== Segment start ==
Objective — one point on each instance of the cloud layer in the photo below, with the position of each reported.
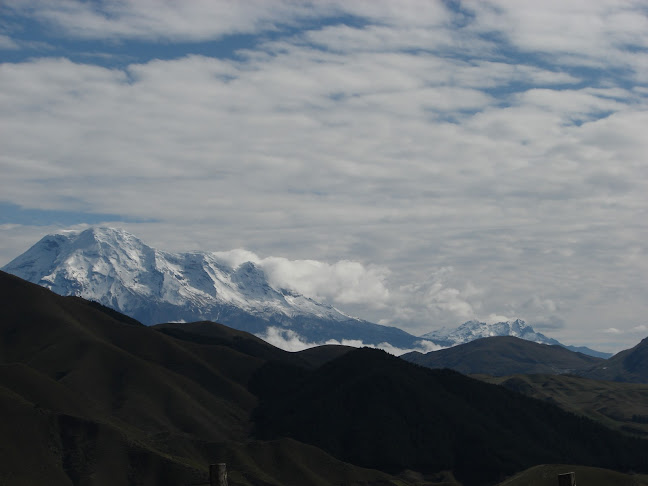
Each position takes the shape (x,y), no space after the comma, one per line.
(416,166)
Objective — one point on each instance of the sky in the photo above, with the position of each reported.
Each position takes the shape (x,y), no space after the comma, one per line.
(414,163)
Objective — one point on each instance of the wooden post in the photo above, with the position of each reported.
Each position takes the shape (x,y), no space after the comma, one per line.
(567,479)
(218,474)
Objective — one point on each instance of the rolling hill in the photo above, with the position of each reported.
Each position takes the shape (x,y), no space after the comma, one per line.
(97,398)
(629,366)
(505,355)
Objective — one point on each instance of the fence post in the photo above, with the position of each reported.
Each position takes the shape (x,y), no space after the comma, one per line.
(567,479)
(218,474)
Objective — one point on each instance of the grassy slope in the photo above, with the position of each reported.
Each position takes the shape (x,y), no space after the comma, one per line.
(546,475)
(621,406)
(505,355)
(375,410)
(97,400)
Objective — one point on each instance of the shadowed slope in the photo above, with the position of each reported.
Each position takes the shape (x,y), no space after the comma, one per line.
(378,411)
(97,398)
(621,406)
(629,366)
(505,355)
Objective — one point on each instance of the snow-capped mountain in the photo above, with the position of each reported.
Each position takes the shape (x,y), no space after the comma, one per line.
(472,330)
(115,268)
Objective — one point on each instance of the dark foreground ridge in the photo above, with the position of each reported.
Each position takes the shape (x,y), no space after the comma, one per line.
(95,398)
(375,410)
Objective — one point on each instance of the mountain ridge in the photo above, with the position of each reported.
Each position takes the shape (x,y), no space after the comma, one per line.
(116,269)
(505,355)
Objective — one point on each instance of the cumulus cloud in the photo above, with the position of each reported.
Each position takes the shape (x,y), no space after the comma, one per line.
(342,282)
(612,330)
(366,155)
(289,340)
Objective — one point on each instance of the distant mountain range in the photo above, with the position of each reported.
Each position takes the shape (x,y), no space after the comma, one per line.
(473,330)
(94,397)
(505,355)
(116,269)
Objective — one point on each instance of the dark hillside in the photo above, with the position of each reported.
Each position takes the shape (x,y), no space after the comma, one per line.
(505,355)
(629,366)
(378,411)
(90,397)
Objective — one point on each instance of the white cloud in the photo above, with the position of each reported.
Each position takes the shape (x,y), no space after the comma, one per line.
(364,158)
(342,282)
(613,330)
(289,340)
(7,43)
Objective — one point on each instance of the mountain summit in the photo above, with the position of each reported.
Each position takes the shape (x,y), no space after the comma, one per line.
(471,330)
(116,269)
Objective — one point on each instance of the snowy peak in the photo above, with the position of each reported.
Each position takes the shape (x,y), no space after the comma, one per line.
(117,269)
(471,330)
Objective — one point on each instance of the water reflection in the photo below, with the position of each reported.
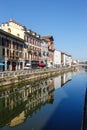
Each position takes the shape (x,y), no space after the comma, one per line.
(17,104)
(62,79)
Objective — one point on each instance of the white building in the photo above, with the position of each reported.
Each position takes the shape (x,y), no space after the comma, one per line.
(66,60)
(44,51)
(13,28)
(57,58)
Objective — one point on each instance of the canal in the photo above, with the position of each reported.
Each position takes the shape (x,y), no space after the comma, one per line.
(56,103)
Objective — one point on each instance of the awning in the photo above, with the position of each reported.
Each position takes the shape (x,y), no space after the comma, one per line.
(1,64)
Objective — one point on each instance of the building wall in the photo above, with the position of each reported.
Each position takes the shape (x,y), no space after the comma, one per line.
(11,53)
(44,51)
(33,46)
(57,58)
(50,40)
(13,28)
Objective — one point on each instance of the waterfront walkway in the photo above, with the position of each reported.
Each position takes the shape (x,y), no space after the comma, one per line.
(20,76)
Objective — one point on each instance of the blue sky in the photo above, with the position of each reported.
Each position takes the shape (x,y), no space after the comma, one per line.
(65,20)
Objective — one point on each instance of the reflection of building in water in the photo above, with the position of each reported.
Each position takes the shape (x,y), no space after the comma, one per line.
(62,79)
(57,82)
(65,78)
(16,104)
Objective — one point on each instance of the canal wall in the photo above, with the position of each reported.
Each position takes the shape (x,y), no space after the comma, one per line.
(31,77)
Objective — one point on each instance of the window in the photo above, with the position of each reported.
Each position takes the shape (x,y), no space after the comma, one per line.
(9,30)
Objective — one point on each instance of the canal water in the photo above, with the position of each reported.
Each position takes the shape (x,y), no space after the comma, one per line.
(56,103)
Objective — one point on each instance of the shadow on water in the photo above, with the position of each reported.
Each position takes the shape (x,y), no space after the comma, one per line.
(36,103)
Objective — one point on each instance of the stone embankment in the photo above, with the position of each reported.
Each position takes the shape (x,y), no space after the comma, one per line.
(19,77)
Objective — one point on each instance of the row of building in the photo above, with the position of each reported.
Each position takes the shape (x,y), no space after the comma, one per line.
(18,46)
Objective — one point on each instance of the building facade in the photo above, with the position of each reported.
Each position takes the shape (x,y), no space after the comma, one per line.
(11,51)
(33,46)
(44,52)
(51,49)
(57,58)
(14,28)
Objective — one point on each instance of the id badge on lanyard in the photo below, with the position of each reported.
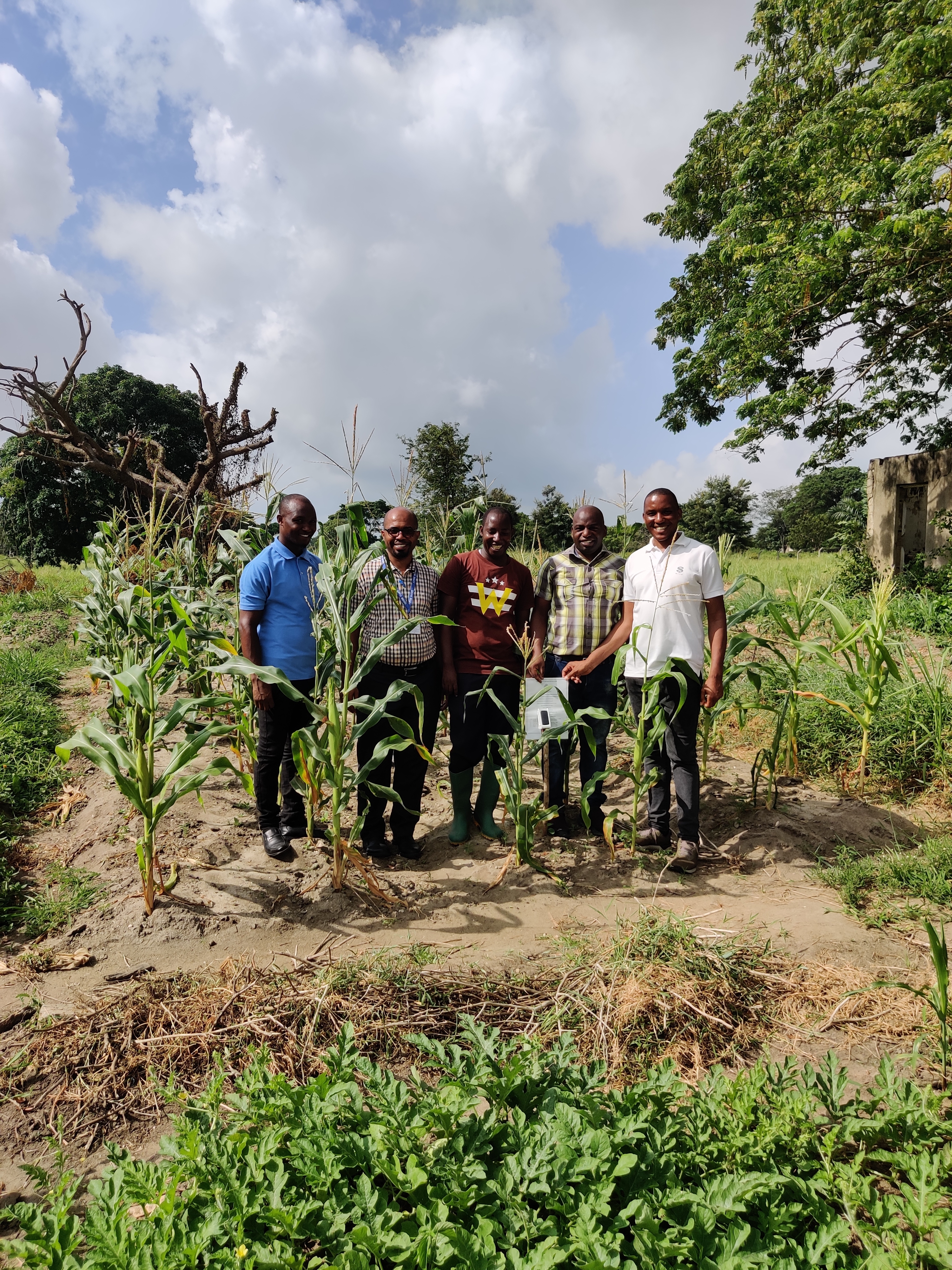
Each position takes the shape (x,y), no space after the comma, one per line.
(407,599)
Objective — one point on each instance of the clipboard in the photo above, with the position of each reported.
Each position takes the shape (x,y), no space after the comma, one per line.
(546,711)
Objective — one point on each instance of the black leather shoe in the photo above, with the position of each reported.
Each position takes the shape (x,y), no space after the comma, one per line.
(376,849)
(276,845)
(300,831)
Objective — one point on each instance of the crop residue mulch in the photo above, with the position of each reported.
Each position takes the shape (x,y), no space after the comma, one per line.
(652,994)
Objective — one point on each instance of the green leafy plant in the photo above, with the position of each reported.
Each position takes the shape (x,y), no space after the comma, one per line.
(323,751)
(736,665)
(861,656)
(793,620)
(506,1156)
(149,666)
(68,892)
(935,999)
(521,751)
(647,732)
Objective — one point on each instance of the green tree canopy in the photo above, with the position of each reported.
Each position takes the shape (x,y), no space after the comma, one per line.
(817,514)
(772,507)
(442,465)
(554,520)
(48,512)
(374,512)
(720,507)
(822,298)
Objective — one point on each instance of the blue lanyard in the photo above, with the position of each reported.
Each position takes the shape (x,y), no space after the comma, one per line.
(404,592)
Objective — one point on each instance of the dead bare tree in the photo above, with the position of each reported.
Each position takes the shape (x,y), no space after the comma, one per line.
(220,473)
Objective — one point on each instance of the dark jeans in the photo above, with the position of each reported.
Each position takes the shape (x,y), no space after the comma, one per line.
(473,721)
(275,730)
(409,772)
(677,758)
(595,690)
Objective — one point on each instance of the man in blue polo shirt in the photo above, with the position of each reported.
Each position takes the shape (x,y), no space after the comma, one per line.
(279,594)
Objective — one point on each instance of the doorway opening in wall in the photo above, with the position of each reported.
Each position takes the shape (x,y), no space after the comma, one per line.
(912,502)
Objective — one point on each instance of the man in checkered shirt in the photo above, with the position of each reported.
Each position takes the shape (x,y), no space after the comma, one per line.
(578,606)
(413,660)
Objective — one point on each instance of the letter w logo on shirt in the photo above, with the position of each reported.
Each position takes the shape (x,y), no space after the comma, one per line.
(492,598)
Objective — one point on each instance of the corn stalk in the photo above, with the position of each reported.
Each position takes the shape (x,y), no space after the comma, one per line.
(861,656)
(130,754)
(647,732)
(519,752)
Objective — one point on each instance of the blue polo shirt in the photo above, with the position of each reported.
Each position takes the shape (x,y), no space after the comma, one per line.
(282,587)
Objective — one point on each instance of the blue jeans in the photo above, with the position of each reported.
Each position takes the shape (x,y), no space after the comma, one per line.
(595,690)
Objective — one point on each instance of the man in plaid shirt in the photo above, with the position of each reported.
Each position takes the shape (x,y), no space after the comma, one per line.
(578,606)
(413,660)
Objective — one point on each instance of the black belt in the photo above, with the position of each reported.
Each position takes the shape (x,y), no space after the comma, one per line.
(409,670)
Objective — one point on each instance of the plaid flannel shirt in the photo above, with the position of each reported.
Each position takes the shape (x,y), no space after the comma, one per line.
(586,598)
(414,647)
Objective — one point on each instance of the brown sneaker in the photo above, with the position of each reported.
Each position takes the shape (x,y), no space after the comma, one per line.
(685,858)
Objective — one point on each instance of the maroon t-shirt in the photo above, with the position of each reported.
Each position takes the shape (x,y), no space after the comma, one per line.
(492,601)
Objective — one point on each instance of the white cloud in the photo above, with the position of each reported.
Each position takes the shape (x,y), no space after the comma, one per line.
(35,166)
(37,196)
(690,471)
(378,228)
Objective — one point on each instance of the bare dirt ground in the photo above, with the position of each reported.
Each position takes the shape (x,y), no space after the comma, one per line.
(234,902)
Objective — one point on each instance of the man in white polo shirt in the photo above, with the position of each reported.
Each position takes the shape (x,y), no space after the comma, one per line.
(666,586)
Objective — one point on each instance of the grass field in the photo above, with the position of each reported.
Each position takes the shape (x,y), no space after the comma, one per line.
(36,650)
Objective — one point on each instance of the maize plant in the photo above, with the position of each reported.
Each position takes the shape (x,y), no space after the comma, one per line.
(861,656)
(793,619)
(131,754)
(734,667)
(327,778)
(519,752)
(647,732)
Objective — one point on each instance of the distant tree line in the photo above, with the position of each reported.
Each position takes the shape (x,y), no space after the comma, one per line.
(826,511)
(49,512)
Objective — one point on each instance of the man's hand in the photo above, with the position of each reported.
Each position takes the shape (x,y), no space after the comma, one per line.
(576,671)
(711,692)
(450,685)
(262,694)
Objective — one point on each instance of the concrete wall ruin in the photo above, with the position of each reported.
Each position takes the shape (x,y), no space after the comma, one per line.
(904,495)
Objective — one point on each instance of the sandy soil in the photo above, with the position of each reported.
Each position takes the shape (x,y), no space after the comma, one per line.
(235,902)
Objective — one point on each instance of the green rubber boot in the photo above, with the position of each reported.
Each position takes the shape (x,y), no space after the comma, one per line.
(461,789)
(487,802)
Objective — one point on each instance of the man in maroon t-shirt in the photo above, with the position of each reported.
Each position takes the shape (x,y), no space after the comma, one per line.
(489,598)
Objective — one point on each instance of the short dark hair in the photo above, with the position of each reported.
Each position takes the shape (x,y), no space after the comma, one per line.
(289,500)
(663,491)
(501,511)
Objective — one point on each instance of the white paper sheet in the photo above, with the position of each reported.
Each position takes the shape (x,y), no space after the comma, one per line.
(546,711)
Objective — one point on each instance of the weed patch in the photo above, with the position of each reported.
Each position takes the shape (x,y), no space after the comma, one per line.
(896,885)
(506,1156)
(659,991)
(67,893)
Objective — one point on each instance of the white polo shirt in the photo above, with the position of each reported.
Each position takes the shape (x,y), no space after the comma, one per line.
(668,589)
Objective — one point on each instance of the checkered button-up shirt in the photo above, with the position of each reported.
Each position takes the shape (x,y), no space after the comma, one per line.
(421,582)
(586,598)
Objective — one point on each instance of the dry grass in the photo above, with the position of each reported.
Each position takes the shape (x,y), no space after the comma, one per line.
(654,993)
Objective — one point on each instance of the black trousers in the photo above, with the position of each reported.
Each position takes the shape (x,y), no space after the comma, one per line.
(403,770)
(473,721)
(676,759)
(275,730)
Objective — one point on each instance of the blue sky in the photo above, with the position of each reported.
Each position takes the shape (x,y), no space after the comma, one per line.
(435,211)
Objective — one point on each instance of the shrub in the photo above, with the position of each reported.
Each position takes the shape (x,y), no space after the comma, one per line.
(516,1159)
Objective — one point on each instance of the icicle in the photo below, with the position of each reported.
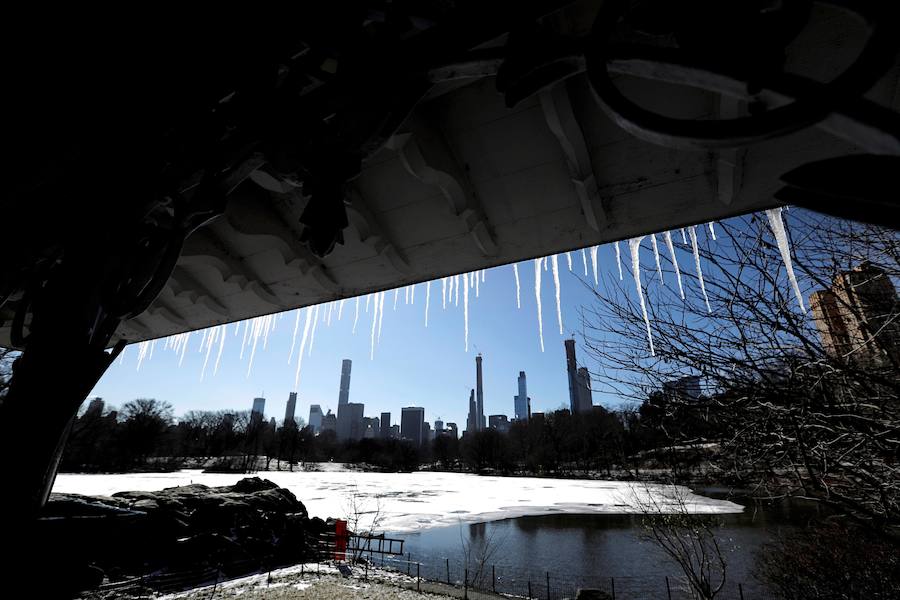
== Segment end ==
**REQUIREMENT**:
Leave the pictures out and reproduce exactly the lines from the top of the listing above through the line with "Objective — one point on each instance of the sky".

**WRITTEN RESPONSE**:
Objective — one point on each instance of the cloud layer in the photo below, with the position of each reported.
Each position takes the shape (x,y), no space after the comma, one per line.
(416,166)
Objective — one point on each instance of the sky in the photo above, with the position of each reported.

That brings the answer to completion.